Nella cripta si conservano in una cassa le reliquie dei tre giovani
ateniesi. A questo punto è impossibile trarre una conclusione
storicamente fondata. Si può tuttavia osservare che troppe analogie
accomunano il Valentino romano a quello ternano per non sospettare
che si tratti in realtà di un unico martire. Né è casuale che il
luogo del seppellimento di entrambi sia la via Flaminia, al secondo
miglio per il presbitero e al sessantatreesimo per il vescovo,
perché Terni - Interamna per
i Romani - si trova infatti sulla via consolare. Si potrebbe
congetturare che il vescovo di Terni, martirizzato a Roma là
dove sorse poi la basilica, abbia ispirato a chi non si rassegnava
alla sua traslazione in Umbria la leggenda del presbitero
romano. All’equivoco avrebbe poi contribuito involontariamente
il benefattore, forse un convertito che aveva assunto il nome del
santo venerato. Ma di là da queste congetture c'è un fatto
incontestabile: furono i Benedettinì, che nel primo medioevo
custodivano la basilica ternana, a diffondere il culto di san
Valentino nei loro monasteri sino alla Francia e all'Inghilterra,
dove è sorto il suo patronato sui fidanzati per una coincidenza
calendariale. La festa cade infatti in un periodo particolare
dell’anno, quando la natura comincia a dare i primi segni del
risveglio dal letargo invernale. Verso la metà del mese di febbraio
il sole comincia infatti a riscaldare la terra facendo sbocciare i
primi fiorellini, come le violette, o fiorire addirittura in
certe zone dell'Europa mandorli e noccioli: sicché san Valentino si
trasformò a poco a poco nel santo che annunciava la primavera
imminente, e non a caso è stato rappresentato talvolta col sole
in mano. «Per san Valentino la primavera sta vicino» afferma un
proverbio cui fa eco: «Per san Valentino fiorisce lo spino».

Dati estratti:
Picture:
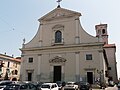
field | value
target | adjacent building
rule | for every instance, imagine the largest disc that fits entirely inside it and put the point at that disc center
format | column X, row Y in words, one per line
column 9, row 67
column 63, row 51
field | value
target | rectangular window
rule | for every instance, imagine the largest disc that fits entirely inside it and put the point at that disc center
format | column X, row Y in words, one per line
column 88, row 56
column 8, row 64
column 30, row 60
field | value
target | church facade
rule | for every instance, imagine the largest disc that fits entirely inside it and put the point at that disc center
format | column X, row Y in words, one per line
* * *
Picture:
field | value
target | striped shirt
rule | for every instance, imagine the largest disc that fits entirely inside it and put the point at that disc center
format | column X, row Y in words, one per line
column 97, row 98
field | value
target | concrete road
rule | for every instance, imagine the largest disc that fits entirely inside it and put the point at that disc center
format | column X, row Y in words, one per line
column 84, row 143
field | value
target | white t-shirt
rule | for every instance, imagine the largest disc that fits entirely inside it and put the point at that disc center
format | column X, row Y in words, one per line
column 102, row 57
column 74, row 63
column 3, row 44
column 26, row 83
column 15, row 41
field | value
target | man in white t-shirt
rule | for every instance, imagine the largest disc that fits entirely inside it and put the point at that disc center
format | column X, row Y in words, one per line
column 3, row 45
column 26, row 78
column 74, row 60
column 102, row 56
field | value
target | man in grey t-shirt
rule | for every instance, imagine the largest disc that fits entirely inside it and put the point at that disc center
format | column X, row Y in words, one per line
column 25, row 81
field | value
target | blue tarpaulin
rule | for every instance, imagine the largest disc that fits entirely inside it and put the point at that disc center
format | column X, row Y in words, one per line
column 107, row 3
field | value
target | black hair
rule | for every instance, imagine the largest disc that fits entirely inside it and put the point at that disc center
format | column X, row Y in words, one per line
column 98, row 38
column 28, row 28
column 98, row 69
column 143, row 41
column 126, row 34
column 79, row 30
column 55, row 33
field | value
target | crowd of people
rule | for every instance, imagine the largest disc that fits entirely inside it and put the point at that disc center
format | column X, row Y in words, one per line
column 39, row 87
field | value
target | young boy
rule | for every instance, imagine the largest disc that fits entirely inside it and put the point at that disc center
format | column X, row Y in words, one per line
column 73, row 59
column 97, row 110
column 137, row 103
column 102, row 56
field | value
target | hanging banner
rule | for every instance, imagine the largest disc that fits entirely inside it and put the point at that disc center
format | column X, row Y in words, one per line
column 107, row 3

Esercizio assegnato: Prosegui il testo su san Valentino dopo l'ultima frase riportata. L'elenco non ha alcun legame con il testo su san Valentino.

Problema risolto:
Durante il medioevo in Inghilterra e in Francia si diceva che
proprio al 14 febbraio gli uccelli cominciavano ad accoppiarsi.
Si pensò quindi che quel giorno era indicato anche per celebrare le
giovani coppie umane. Nacque così il detto che «a san
Valentino ogni valentino sceglie la sua valentina». Fiorirono anche
tante leggende zuccherose. Una recente, di origine americana, narra
che un giorno Valentino, sentendo litigare due fidanzati che
stavano passando di là dalla siepe del suo giardino, uscì incontro
ai due giovani donando loro una rosa rossa che ebbe la virtù di
placarli. A Terni se ne racconta un'altra meno allegra, se non
addirittura macabra, ma altrettanto zuccherosa. C'era una volta una
bella fanciulla cristiana di nome Serapia che si era innamorata
di un centurione pagano, Sabino. Quando i due giovani riuscirono
finalmente a vincere le resistenze dei genitori grazie al battesimo
di Sabino, si scoprì che Serapia era gravemente malata di tisi. Dopo
qualche mese non riusciva nemmeno più ad alzarsi dal letto. Fu
chiamato al capezzale della moribonda il vescovo Valentino al quale
Sabino chiese di non essere separato dall’amata. Il suo desiderio
fu esaudito: morì pure lui abbracciato a Serapia. Anche l'usanza di
scambiarsi fra gli innamorati bigliettini teneri e scherzosi nel
giorno del loro patrono risale al medioevo e in Inghilterra è
documentata fin dal XV secolo. La fama di san Valentino si estese
rapidamente a tutta l’Europa al punto che persino un altro
Valentino, patrono della diocesi di Passau, festeggiato al 7 gennaio,
assunse molte funzioni del romano-ternano, il quale tuttavia non si
limitava a proteggere i fidanzati, ma era diventato anche il
guaritore dell’epilessia e della peste. A questo ruolo di
taumaturgo era destinato dal suo nome, Valentinus
in latino, che deriva dal verbo valere:
star bene in salute, essere sano e forte. Un’altra sua funzione era
di proteggere gli animali domestici non diversamente da sant’Antonio
e san Biagio.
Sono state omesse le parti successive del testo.